Collect every line in the rows below that contains the string "harness", matching case exactly, and copy each one out.

[Coordinate annotation rows]
::::

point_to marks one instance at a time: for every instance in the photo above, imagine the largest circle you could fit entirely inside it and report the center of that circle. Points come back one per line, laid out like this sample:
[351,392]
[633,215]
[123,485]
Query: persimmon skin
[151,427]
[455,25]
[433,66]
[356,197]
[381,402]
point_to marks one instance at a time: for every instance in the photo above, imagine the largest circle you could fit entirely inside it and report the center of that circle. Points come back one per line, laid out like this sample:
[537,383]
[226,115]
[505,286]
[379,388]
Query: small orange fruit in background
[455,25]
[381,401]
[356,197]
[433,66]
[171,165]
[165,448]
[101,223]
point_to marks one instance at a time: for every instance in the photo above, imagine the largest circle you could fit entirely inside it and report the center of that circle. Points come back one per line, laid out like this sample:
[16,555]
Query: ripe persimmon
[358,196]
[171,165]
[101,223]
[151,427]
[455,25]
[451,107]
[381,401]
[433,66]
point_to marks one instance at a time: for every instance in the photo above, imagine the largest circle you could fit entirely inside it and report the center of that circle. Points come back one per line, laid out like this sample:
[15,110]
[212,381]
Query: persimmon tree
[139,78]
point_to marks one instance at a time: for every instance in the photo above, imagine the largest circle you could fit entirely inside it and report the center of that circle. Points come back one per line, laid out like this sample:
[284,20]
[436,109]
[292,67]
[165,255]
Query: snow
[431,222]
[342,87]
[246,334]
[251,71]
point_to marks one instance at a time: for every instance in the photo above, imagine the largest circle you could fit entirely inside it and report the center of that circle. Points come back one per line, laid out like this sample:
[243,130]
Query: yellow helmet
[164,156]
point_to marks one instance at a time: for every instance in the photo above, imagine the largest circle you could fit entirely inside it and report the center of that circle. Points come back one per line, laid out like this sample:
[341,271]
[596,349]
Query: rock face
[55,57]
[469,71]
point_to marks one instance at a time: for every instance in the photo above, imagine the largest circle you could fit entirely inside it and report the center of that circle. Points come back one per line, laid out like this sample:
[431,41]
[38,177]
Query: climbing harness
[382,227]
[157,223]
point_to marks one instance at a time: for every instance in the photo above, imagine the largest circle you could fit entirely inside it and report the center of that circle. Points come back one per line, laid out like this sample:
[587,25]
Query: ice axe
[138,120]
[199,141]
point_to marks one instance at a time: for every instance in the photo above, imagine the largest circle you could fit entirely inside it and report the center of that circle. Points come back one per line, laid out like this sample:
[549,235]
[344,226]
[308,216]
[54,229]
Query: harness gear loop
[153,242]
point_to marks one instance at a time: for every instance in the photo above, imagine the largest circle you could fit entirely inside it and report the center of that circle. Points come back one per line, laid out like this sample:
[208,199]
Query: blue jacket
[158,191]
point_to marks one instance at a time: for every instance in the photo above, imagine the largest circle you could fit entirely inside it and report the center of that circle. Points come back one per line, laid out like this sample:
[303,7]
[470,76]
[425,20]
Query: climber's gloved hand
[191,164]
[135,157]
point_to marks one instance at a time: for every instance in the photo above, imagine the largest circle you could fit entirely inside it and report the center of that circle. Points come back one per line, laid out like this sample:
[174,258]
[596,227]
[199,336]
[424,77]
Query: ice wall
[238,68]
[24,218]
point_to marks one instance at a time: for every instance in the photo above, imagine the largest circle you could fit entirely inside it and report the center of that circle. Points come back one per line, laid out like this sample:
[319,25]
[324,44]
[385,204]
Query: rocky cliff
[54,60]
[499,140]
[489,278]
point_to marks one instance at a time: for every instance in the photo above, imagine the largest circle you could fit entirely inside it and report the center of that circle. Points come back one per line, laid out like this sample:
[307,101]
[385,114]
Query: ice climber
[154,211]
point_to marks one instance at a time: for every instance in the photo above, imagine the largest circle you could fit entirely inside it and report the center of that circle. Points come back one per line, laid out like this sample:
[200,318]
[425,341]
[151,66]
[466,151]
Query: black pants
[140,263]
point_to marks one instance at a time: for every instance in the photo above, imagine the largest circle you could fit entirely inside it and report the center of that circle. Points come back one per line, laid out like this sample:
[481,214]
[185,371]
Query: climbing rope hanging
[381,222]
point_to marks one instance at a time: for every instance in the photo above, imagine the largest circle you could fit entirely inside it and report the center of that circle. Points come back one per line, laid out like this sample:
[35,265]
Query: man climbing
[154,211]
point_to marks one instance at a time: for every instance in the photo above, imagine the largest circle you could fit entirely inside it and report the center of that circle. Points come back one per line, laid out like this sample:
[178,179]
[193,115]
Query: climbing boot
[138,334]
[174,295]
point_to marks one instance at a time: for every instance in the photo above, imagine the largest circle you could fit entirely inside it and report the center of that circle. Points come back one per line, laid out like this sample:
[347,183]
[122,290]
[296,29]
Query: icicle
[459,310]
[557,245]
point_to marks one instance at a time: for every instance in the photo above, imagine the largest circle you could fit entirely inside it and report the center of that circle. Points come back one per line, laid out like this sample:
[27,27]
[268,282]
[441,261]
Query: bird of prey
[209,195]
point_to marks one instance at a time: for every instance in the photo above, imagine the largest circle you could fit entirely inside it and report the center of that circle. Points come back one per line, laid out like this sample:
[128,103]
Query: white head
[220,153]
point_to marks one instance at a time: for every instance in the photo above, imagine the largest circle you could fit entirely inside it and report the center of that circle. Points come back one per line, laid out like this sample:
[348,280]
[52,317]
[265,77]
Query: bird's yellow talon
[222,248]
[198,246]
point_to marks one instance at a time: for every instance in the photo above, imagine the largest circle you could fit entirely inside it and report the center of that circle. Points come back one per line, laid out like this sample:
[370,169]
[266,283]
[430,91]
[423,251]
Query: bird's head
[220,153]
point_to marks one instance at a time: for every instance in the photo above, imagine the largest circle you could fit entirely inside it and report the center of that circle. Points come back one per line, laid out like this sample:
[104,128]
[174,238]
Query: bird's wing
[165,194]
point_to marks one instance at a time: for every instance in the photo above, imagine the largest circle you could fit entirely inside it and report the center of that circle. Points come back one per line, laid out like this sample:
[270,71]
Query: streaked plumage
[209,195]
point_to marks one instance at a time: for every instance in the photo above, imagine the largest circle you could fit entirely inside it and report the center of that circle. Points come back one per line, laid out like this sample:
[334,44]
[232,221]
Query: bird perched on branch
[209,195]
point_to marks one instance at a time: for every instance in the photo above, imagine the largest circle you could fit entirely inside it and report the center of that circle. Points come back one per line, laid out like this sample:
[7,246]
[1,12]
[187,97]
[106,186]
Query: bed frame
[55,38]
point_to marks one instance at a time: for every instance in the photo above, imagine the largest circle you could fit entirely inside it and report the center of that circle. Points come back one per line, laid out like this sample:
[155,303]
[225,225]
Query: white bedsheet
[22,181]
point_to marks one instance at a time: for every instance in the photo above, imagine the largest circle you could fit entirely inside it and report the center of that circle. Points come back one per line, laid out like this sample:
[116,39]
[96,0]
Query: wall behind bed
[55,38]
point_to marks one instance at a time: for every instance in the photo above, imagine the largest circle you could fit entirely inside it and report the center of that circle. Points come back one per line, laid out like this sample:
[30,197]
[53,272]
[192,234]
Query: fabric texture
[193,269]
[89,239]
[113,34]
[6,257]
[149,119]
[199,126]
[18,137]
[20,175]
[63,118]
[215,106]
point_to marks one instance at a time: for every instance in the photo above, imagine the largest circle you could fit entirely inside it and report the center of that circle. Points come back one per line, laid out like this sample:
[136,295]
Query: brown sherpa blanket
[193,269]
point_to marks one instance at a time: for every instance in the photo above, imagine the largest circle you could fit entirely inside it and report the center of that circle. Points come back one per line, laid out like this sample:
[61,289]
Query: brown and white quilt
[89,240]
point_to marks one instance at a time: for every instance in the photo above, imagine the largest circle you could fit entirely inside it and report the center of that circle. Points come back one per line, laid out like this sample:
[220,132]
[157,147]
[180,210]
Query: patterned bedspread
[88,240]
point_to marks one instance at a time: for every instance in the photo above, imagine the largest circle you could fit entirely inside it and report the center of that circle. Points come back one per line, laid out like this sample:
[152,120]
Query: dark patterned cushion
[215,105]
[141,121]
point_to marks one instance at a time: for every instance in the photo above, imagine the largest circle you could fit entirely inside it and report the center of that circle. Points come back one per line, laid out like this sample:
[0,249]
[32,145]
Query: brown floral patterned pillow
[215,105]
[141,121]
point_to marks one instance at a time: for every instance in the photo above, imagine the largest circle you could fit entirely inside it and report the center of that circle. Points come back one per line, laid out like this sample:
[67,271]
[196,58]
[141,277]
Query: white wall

::::

▸ **Answer in full**:
Query: climbing harness
Query: harness gear loop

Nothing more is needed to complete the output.